**Opdracht 1:** Herhaal uit de blogtekst over de vraag van professor Homan woordelijk alles vanaf "Blogserie antwoorden promotievragen" tot en met "Een gevoel, dus.".
**Opdracht 2:** Welke theorie noemt professor Homan in de blogtekst over zijn vraag als zijn eigen achtergrond?
**Opdracht 3:** Schrijf de blogtekst over de vraag van professor Homan verder, te beginnen na de laatste zin.

**Tekst van document:**
= = = = = = =
Blogserie antwoorden promotievragen 1/5: Professor Thijs Homan
Professor Thijs Homan stelde de eerste vraag en begon met veel complimenten over mijn onderzoek. Hij vervolgde zijn complimenten met de inleiding op zijn vraag: ‘Volgens mij gaat uw onderzoek over alles behalve developmental space.’ Hij licht dit toe vanuit het onderzoek van Marc Coenders: ‘Marc had het vooral over een ervaring van teamleden; het ervaren van meer of minder ruimte. Een gevoel, dus.
Wat kenmerkend voor deze ervaring is, is dat deze door de betrokkenen niet bewust wordt nagestreefd. De developmental space is dan ook geen bewust doel of ‘onderlegger’ in of driver voor hun interacties. Vanuit mijn achtergrond – de complexiteitstheorie – zou ik dan zeggen dat we hier typisch te maken hebben met een complexe dynamiek, waarbij er zich uit lokale interacties globale patronen ontwikkelen, zonder dat die bewust gepland of gewild zijn. Developmental space, dus, als een emergent en globaal fenomeen dat niet te herleiden is tot de individuele entiteiten.’
Kort samengevat vraagt professor Homan zich dus af of teamontwikkelruimte wel bewust te creëren is, het gaat naar zijn idee veel meer om iets wat onbewust ontstaat. Hij eindigt zijn betoog met de vraag: ‘In hoeverre bent u het met me eens dat uw disseratie over developmental space over alles gaat behalve developmental space, zoals Marc Coenders dit concept heeft ontwikkeld?’
Het antwoord
Het is een spannende vraag. Haal je de kracht van het concept er niet uit als je dat formaliseert, of sterker nog normeert?
= = = = = = =
**Gegevensregels:**

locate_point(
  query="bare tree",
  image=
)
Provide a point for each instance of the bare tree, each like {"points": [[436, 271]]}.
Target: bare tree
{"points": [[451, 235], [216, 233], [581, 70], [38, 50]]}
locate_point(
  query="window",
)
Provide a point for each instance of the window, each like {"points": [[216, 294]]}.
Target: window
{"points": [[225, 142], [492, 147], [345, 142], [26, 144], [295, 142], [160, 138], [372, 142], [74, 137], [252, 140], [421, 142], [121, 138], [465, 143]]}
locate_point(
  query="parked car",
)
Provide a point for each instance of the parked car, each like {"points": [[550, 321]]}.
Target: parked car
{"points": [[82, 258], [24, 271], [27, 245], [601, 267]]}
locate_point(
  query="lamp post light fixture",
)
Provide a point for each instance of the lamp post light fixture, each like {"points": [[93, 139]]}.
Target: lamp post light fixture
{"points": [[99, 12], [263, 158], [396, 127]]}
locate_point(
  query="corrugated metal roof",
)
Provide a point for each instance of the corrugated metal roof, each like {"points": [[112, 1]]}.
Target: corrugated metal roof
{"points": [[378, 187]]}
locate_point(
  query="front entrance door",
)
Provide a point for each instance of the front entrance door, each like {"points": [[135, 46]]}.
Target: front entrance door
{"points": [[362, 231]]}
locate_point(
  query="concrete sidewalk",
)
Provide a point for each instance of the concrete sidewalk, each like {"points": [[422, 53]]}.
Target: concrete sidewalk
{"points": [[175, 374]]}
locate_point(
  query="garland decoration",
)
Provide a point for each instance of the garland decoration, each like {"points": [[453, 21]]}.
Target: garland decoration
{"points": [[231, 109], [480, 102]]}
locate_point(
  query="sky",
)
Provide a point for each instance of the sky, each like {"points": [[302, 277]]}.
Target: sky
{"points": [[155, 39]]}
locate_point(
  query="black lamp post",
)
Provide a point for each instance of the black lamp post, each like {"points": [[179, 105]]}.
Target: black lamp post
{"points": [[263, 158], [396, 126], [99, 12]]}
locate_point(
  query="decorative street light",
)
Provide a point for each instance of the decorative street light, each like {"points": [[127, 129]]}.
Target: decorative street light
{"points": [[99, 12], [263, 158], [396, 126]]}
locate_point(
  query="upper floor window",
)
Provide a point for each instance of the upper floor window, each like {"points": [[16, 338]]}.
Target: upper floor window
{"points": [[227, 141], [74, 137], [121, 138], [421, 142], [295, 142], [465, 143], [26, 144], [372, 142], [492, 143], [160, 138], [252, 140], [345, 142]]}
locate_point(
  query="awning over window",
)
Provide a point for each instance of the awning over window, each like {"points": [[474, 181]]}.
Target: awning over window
= = = = = = =
**Juist antwoord 1:**
Blogserie antwoorden promotievragen 1/5: Professor Thijs Homan
Professor Thijs Homan stelde de eerste vraag en begon met veel complimenten over mijn onderzoek. Hij vervolgde zijn complimenten met de inleiding op zijn vraag: ‘Volgens mij gaat uw onderzoek over alles behalve developmental space.’ Hij licht dit toe vanuit het onderzoek van Marc Coenders: ‘Marc had het vooral over een ervaring van teamleden; het ervaren van meer of minder ruimte. Een gevoel, dus.

**Juist antwoord 2:** De complexiteitstheorie.

**Juist antwoord 3:**
Het verbaast je vast niet dat ik het daar niet mee eens ben. De uitkomsten van mijn onderzoek laten zien dat teams bewust hun teamontwikkelruimte kunnen beïnvloeden en dat teams daardoor ervaren dat ze meer ruimte hebben en succesvoller zijn als team.
Marc Coenders, de grondlegger van het concept van teamontwikkelruimte, heeft inderdaad vooral gekeken naar welke ruimte er ‘als vanzelf’ ontstaat in teams. Dat lijkt een vanzelfsprekend begin, er was immers nog niets vanuit dat perspectief. Voor Coenders (2008) ontvouwt zich op die manier een model met vier dimensies. Coenders zegt daarover dat teams altijd teamontwikkelruimte maken in hun samenwerking. Door te spreken over ‘maken’ wekt Coenders de indruk dat die ruimte beïnvloedbaar is. Mijn eerste onderzoeksvraag was dan ook: ‘Wat is een model van teamontwikkelruimte dat teams, managers en facilitators kunnen gebruiken om hun ontwikkelruimte te analyseren en te beïnvloeden?’ (Derksen, de Caluwé, & Simons, 2011)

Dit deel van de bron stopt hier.